Data –
:::::
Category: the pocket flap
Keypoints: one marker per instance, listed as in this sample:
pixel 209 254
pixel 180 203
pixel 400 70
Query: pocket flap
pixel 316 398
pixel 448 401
:::::
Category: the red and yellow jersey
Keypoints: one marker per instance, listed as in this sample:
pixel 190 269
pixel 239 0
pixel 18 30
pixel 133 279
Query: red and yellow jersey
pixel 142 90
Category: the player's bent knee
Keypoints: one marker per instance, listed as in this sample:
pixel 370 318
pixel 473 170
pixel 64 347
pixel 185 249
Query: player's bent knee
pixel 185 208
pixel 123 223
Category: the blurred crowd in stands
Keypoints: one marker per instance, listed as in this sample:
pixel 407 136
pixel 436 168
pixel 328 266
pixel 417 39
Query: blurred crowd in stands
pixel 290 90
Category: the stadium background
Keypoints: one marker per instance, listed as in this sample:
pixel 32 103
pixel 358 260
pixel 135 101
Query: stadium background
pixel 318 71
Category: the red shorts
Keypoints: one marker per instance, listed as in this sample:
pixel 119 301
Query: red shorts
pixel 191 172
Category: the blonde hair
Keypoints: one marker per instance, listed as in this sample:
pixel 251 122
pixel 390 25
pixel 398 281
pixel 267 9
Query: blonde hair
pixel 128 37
:::::
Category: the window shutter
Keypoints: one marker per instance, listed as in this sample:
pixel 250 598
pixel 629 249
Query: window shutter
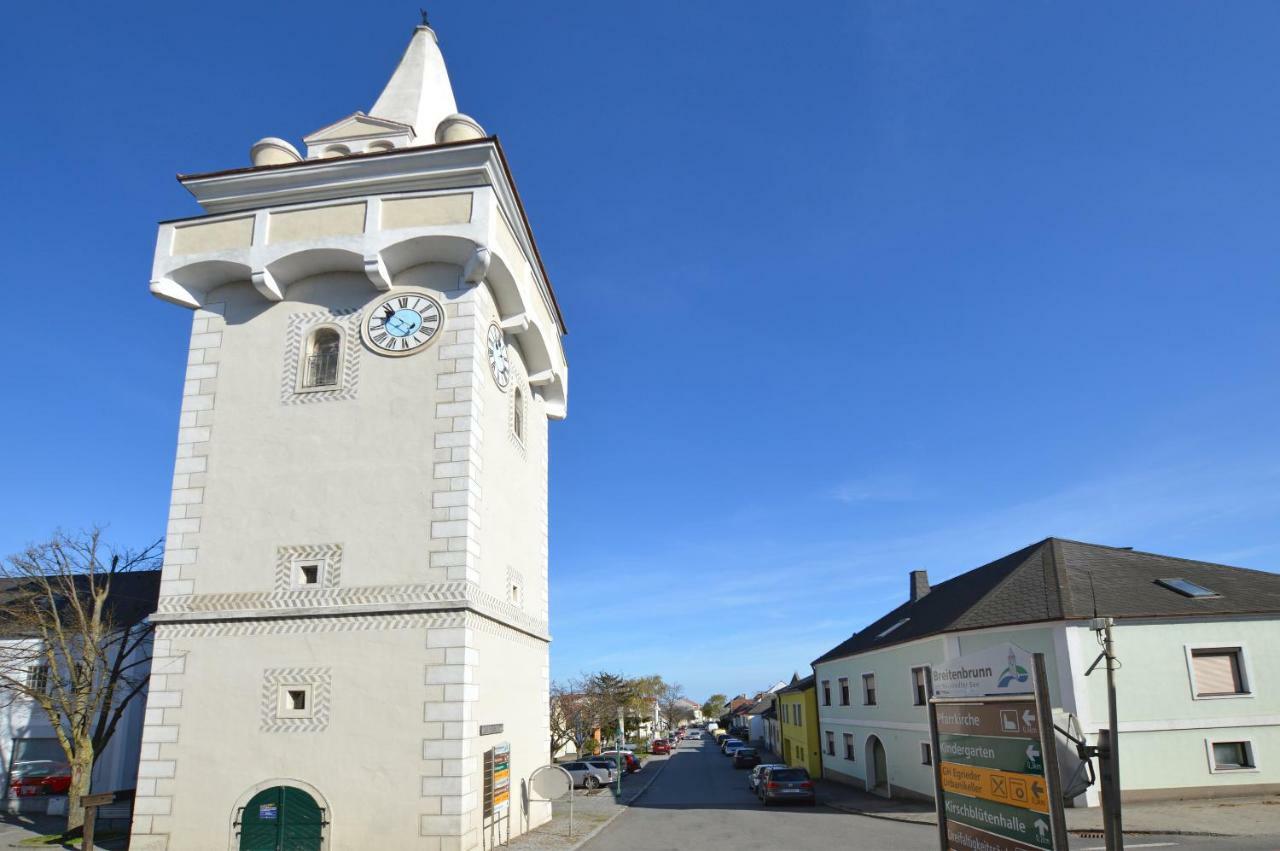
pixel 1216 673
:::::
Action item – Lines that contain the string "Category" should be copied from the material above.

Solution for this problem –
Category: the pocket flap
Category: the red and yellow jersey
Category: the player's bent knee
Category: the blurred crowd in stands
Category: the stadium background
Category: the red shorts
Category: the blonde hair
Category: the window shutter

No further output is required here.